Calling all LEGO fans! The latest family-friendly exhibition at the Horniman Museum features everyone’s favourite toy building block. Brick Wonders takes us on a whistle stop world tour of natural and man-made wonders across time, all recreated in LEGO. Half a million bricks recreate 50 wonders as diverse as Niagra Falls, the Great Wall of China, and even space travel! Read on to find out what there is for families to see and do at Brick Wonders.
Natural Brick Wonders
Natural wonders showcases the largest model in the exhibition, a diorama-like Great Barrier Reef. The clever model is almost lifelike, with its splayed sea anemones and brightly coloured fish suspended as if in water. As the Horniman Museum has its own aquarium in the basement, this feels like a very fitting display.
Each model has more details about its making and the wonder it represents. We marvel over how long each model takes to make and how many bricks they use. There is more detailed information about the animals or places depicted which will interest older children and adults.
It is not only the kids who will be learn something from Brick Wonders. I mistook this mosaic for the Northern Lights – am I the only one not to know that there there is a matching Aurora Australis over the South Pole?
Historic Brick Wonders
This model of Old London Bridge really captured Museum Boy’s interest. Crowded with buildings, there’s plenty to look for – such as the cowherd, or man drowning in the Thames. I must admit I was slightly disappointed that there are no heads on spikes though.
And here’s another thing these little bricks taught me. The Easter Island ‘Moai’ (or gigantic human figures carved from sold rock) actually had bodies as well – this model shows one being excavated.

* **Problem set**:
- a) In the Brick Wonders article, which model is the largest in the exhibition?
- b) Retype the passage of the Brick Wonders article starting at "Calling all LEGO" and ending at "very fitting display.".
- c) Extend the Brick Wonders article by writing what comes next after its final sentence.
The material after this point comes from a separate source and has no connection to the Brick Wonders article.

Dataset records

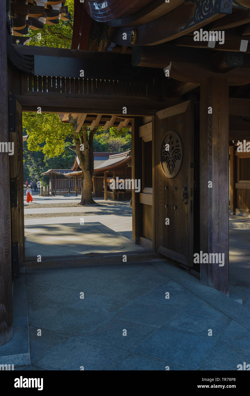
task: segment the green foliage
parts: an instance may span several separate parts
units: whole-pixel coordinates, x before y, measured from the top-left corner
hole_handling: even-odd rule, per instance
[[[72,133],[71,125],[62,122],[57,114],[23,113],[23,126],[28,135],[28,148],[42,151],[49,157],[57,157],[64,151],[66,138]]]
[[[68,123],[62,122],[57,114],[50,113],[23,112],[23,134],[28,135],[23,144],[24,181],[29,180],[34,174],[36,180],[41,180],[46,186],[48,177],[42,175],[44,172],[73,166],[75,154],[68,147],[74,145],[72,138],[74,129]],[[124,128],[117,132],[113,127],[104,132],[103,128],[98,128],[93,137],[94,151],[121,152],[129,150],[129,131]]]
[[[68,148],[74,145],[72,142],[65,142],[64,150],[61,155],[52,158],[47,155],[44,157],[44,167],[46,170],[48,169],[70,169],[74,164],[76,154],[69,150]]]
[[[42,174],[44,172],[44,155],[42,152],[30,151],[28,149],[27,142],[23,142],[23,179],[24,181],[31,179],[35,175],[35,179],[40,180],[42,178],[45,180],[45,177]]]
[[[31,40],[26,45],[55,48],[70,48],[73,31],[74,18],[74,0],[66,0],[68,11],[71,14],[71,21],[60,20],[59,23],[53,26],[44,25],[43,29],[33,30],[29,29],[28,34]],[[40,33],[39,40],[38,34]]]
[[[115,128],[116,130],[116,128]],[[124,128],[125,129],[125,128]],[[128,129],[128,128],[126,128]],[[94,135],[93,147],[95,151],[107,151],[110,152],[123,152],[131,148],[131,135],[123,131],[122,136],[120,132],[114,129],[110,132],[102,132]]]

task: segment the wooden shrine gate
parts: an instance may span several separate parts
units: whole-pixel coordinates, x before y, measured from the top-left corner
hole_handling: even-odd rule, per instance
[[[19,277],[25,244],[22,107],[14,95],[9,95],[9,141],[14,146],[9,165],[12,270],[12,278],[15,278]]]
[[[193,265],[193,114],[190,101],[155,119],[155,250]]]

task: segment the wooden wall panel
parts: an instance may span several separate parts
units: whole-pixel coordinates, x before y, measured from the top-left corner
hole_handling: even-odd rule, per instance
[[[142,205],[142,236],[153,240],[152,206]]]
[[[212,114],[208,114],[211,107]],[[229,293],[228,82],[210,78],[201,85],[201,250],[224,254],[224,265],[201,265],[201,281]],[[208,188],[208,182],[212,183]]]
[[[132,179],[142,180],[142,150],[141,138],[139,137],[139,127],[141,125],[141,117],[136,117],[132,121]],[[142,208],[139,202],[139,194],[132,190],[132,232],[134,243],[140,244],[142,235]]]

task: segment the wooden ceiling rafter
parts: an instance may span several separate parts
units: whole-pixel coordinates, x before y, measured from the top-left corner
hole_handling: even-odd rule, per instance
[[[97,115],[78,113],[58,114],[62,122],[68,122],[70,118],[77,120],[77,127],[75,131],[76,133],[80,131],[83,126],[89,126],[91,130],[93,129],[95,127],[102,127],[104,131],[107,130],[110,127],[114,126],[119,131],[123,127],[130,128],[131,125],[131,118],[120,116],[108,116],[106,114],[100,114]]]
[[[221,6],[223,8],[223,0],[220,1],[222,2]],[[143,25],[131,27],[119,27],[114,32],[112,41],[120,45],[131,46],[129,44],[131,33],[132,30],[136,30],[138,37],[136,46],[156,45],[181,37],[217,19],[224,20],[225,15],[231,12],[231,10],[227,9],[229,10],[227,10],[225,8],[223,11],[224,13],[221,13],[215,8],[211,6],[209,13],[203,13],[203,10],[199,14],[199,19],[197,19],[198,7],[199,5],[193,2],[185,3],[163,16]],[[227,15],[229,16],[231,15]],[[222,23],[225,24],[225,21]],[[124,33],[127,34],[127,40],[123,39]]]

* **Responses by task**:
- a) A diorama-like Great Barrier Reef.

- b)
Calling all LEGO fans! The latest family-friendly exhibition at the Horniman Museum features everyone’s favourite toy building block. Brick Wonders takes us on a whistle stop world tour of natural and man-made wonders across time, all recreated in LEGO. Half a million bricks recreate 50 wonders as diverse as Niagra Falls, the Great Wall of China, and even space travel! Read on to find out what there is for families to see and do at Brick Wonders.
Natural Brick Wonders
Natural wonders showcases the largest model in the exhibition, a diorama-like Great Barrier Reef. The clever model is almost lifelike, with its splayed sea anemones and brightly coloured fish suspended as if in water. As the Horniman Museum has its own aquarium in the basement, this feels like a very fitting display.

- c)
Ancient Brick Wonders
Our favourite model of an ancient wonder is the Great Pyramid of Giza. The largest of the traditional seven wonders of the Ancient World, it is the only one to survive today. I learnt that it remained the tallest manmade structure for nearly 4,000 years – eat your heart out, Burj Khalifa. The original took 10,000 workers between 10-20 years to build, whilst the LEGO version needed a more modest 96 hours (and 5000 bricks).
Modern Brick Wonders
And what might be the greatest achievements of the last hundred years? Brick Wonders has selected a few, some more tongue in cheek than others. Whilst I wouldn’t classify Twitter as a modern wonder, it’s fun to see its iconic logo recreated in LEGO. The huge advances in medicine are perhaps a more worthy candidate, although this gets me thinking how sad it is that this can’t be accessed by the poorest and most vulnerable in the world. Perhaps the same can be said of all the wonders, present and past.
My final revelation is with this giant mosaic, made up of 98,000 LEGO pieces. I have never thought about the hidden infrastructure which allows my messages and images travel around the world. This map shows the huge under-sea cables which carry data, colour coding them according to how quickly they transfer data. Mind. blown.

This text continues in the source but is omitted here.